PEMERINTAH KOTA YOGYAKARTA
PERATURAN DAERAH KOTA YOGYAKARTA NOMOR 2 TAHUN 2005 TENTANG IZIN GANGGUAN DENGAN RAHMAT TUHAN YANG MAHA ESA WALIKOTA YOGYAKARTA, Menimbang :
a. bahwa dalam rangka meningkatkan pelayanan, pengendalian dan pengawasan serta meningkatkan upaya mewujudkan ketertiban dan kepastian hukum terhadap keberadaan tempat-tempat usaha di Kota Yogyakarta, maka diperlukan pengaturan tentang Izin Gangguan; b. bahwa Peraturan Daerah Kotamadya Daerah Tingkat II Yogyakarta Nomor 6 Tahun 1999 tentang Izin Gangguan sudah tidak sesuai lagi dengan perkembangan dan dinamika kehidupan yang ada dalam masyarakat serta tidak sesuai dengan peraturan perundangundangan yang berlaku, sehingga perlu dicabut dan diganti; c. bahwa untuk melaksanakan maksud tersebut di atas, maka perlu ditetapkan dengan Peraturan Daerah.
____
** TUGAS **
Sebutkan semua hal yang menurut butir a bagian Menimbang dalam peraturan daerah tentang izin gangguan ini hendak ditingkatkan.
____
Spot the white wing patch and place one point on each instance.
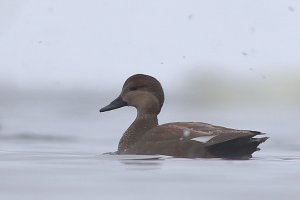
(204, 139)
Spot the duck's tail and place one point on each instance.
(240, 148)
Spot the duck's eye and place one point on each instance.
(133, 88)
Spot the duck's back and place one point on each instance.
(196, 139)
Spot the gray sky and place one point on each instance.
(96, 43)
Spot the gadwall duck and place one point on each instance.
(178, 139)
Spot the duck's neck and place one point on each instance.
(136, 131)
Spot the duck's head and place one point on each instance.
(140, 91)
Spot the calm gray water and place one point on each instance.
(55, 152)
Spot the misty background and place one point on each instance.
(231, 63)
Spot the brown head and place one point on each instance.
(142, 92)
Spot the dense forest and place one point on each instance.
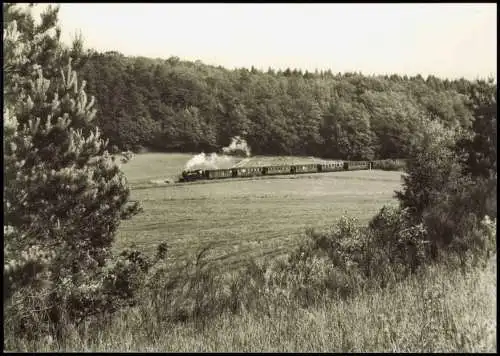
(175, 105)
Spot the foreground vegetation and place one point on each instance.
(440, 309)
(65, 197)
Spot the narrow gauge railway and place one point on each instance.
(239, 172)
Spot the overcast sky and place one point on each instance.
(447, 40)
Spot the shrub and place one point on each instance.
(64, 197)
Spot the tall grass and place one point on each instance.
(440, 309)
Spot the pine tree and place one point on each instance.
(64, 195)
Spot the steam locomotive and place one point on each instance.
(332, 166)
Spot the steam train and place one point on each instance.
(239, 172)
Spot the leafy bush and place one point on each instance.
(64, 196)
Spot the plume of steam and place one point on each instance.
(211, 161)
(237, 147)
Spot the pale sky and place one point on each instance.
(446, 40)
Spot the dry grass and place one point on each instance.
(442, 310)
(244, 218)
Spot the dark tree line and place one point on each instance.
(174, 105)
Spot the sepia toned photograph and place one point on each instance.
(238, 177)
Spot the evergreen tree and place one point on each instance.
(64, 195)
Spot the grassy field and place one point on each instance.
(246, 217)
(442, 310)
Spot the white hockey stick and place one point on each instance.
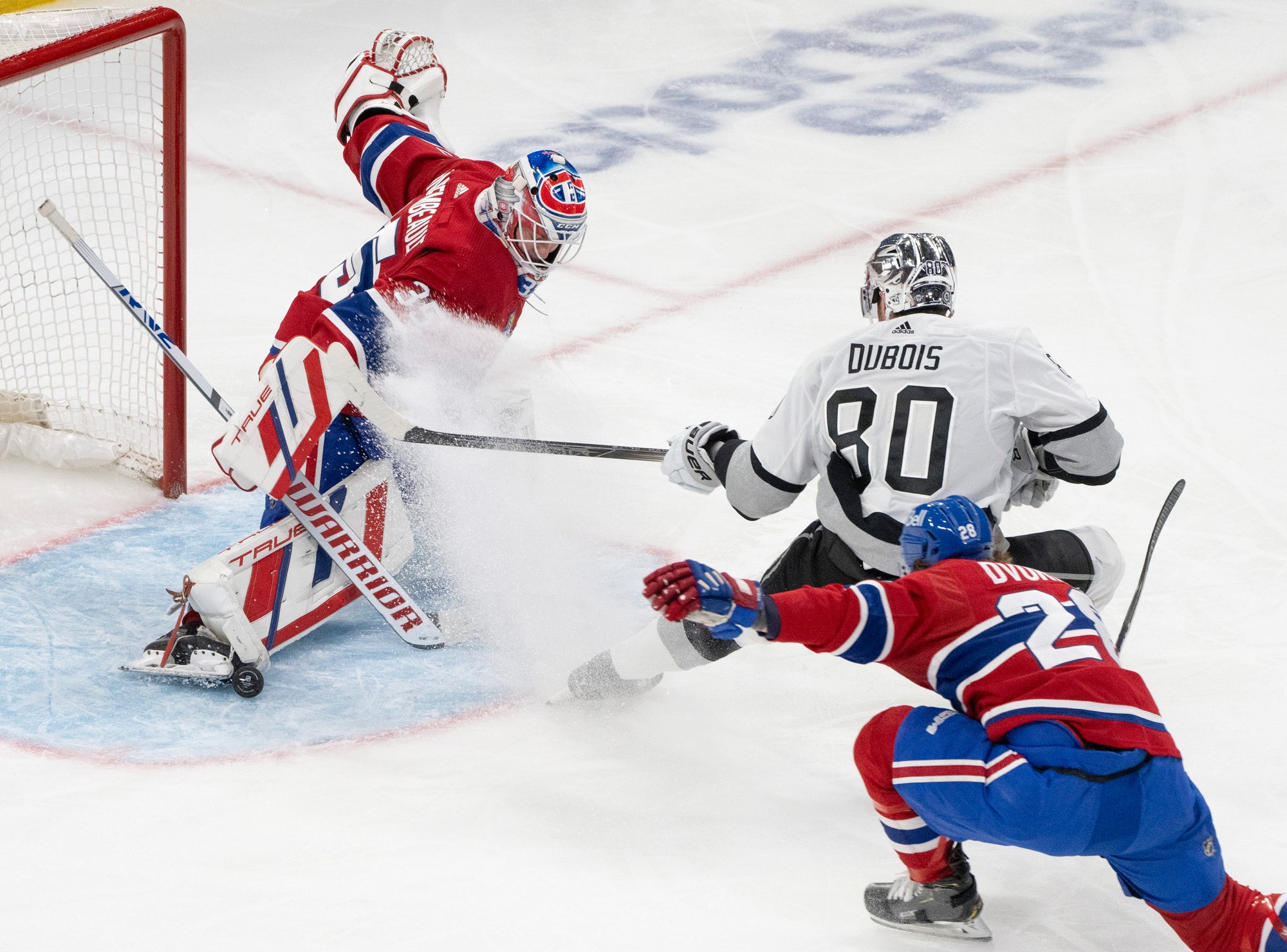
____
** HASIL LATIHAN **
Hal yang hendak ditingkatkan adalah pelayanan, pengendalian, pengawasan, serta upaya mewujudkan ketertiban dan kepastian hukum terhadap keberadaan tempat-tempat usaha di Kota Yogyakarta.